Polecenie 1 = Wyjaśnij, proszę, na podstawie wyodrębnionego tekstu, dlaczego użytkownik _olo_ wolałby grubsze pustaki i dach kopertowy bez ścian szczytowych. Zmieść się w jednym do trzech zdań.
Polecenie 2 = Jaki zestaw wybrałby fotohobby przy budowie kolejnego domu według wyodrębnionego tekstu?

Wyodrębniony tekst =
To jest moja opinia a każdy niech sobie buduje z czego chce.

----------


## fotohobby

Zastanawiałem się po prostu, czy pisząc o zaletach grubych ścian w kontekście braku pionów ścian i osi fundamentów, pisałeś to z pozycji inwestora, czy wykonawcy.
Ja budując kolejny dom, nawet jeśli miałby dwie pełne kondygnacje, nadal pozostałbym przy zestawie płyta fundamentowa + silikat 18cm

----------


## _olo_

Gdybym był wykonawcą to bym sobie bardzo chwalił i chciał używać porothermu 25 bo praca z nim łatwa, lekka i przyjemna, ale jak widzę swoje h > 3,5 wolnostojące ściany szczytowe o grubości 25 (wiec i tak relatywnie niskie bo dom wąski) i na nich oparte płatwie dachu, który zawsze jednak może pracować to mi się sierść jeży, do tego podatność ścian 25 na wyboczenie a na ścianach parteru oparte 2 stropy i 2,5 kondygnacji, może przesadzam ale na oko to mi nie pasuje  :smile: 

Dla tego między innymi wolałbym grubsze pustaki i dach kopertowy bez ścian szczytowych, najlepiej bez ścian kolankowych, 2 pełne kondygnacje + ewentualnie piwnice, taki będzie ten drugi - dla przyjaciela  :wink:

----------


## fotohobby

Irracjonalne obawy.
Zmień podejscie, bo ci się będzie niekomfortowo mieszkało.

----------


## mic81

e tam chłopaki ja stawiam jeszcze chudsze 15 cm lanego betonu w obudowie ze styro   :smile:

----------


## fotohobby

Mieszkałem w takim przez 8 lat.
15cm żelbetu, tylko bez styro  :wink: .

Dostarczony materiał =
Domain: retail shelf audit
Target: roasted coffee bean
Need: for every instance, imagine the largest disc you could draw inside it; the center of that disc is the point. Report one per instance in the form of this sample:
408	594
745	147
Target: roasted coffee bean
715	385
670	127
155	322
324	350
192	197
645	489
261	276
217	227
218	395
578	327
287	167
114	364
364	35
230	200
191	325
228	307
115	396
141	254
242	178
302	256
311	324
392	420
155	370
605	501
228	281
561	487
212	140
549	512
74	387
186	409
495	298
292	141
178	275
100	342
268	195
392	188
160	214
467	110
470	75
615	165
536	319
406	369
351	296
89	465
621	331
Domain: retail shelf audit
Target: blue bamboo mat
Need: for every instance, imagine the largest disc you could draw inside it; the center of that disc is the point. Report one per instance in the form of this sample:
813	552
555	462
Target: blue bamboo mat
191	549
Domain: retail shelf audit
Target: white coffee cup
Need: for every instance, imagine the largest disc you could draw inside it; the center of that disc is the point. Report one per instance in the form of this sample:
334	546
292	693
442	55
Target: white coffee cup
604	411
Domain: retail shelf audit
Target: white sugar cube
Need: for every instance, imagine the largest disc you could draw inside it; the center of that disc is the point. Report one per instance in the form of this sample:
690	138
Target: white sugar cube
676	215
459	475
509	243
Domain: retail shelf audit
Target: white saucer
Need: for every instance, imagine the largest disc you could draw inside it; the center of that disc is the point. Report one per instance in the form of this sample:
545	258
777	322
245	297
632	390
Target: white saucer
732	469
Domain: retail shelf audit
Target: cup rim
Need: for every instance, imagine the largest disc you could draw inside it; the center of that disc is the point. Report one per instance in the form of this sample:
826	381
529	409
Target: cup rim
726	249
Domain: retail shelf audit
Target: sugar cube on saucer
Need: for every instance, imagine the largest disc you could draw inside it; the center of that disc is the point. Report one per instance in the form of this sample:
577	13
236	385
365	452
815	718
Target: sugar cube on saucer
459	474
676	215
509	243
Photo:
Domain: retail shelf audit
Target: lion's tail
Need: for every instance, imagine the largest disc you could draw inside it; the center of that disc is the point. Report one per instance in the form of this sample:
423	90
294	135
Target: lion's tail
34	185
==
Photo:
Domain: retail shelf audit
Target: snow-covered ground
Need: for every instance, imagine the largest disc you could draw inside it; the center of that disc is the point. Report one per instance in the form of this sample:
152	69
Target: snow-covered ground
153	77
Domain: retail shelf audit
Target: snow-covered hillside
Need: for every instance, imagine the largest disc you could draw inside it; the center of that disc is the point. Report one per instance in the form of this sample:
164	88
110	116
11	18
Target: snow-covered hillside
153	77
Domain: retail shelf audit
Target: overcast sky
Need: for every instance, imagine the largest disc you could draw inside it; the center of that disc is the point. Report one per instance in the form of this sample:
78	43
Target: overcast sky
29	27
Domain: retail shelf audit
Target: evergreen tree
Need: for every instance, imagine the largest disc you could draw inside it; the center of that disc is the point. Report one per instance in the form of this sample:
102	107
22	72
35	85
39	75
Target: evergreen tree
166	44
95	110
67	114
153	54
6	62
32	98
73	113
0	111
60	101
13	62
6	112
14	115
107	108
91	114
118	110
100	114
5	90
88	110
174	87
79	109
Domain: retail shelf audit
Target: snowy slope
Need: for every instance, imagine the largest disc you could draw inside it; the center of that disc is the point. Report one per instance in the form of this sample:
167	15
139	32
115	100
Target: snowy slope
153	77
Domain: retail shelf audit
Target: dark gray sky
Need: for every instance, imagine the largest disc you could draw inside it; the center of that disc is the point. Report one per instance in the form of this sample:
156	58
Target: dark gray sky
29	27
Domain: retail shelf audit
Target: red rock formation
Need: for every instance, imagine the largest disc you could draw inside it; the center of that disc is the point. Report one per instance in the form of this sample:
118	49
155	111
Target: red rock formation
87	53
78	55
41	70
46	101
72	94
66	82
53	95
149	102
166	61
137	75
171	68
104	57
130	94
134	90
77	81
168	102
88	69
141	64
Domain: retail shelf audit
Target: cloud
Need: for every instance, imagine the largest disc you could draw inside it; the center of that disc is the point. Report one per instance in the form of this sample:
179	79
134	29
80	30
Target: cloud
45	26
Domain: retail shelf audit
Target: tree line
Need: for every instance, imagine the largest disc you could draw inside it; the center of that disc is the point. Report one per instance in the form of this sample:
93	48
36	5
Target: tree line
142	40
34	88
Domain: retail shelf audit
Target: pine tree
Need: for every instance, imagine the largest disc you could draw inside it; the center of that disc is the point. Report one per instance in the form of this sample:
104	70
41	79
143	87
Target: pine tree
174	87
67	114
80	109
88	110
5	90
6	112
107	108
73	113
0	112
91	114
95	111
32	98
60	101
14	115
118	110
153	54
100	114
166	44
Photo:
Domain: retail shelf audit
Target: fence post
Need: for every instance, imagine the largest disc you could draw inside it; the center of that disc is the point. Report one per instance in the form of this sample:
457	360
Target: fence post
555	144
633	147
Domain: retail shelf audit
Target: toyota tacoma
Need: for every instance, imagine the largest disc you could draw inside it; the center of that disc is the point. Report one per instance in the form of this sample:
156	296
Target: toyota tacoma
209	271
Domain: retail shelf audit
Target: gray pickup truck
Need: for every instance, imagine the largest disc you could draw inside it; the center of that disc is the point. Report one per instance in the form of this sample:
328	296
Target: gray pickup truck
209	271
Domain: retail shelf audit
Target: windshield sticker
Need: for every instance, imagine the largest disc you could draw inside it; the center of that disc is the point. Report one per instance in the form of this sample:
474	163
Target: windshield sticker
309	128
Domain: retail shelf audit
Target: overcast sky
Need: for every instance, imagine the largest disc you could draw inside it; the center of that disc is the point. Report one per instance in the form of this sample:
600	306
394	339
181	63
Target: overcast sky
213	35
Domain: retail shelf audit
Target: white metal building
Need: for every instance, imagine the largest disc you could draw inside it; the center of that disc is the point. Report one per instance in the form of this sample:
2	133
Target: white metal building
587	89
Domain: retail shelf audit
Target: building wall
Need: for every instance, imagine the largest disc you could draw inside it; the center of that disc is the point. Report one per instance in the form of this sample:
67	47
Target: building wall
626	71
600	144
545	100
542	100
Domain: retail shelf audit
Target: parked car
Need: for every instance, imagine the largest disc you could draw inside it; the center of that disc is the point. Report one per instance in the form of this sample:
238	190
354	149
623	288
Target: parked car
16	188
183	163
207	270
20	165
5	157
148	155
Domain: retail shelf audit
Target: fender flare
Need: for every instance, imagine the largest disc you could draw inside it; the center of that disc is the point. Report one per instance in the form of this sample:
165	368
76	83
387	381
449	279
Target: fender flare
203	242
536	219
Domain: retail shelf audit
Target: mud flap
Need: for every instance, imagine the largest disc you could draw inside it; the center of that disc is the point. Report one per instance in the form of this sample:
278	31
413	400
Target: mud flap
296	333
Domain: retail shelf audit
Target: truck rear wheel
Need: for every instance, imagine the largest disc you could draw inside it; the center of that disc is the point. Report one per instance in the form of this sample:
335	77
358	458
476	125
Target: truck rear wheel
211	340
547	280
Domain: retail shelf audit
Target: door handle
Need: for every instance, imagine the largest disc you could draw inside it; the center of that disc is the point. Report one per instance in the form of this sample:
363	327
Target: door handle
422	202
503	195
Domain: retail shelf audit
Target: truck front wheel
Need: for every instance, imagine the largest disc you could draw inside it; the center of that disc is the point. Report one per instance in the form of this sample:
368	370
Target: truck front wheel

Odpowiedź pisemna 1 = Użytkownik _olo_ obawia się wolnostojących ścian szczytowych o wysokości ponad 3,5 m i grubości 25 cm, na których opierają się płatwie dachu, a dach zawsze może pracować. Wskazuje też na podatność ścian o grubości 25 cm na wyboczenie oraz na to, że ściany parteru niosą 2 stropy i 2,5 kondygnacji.

Odpowiedź pisemna 2 = Płytę fundamentową i silikat 18 cm.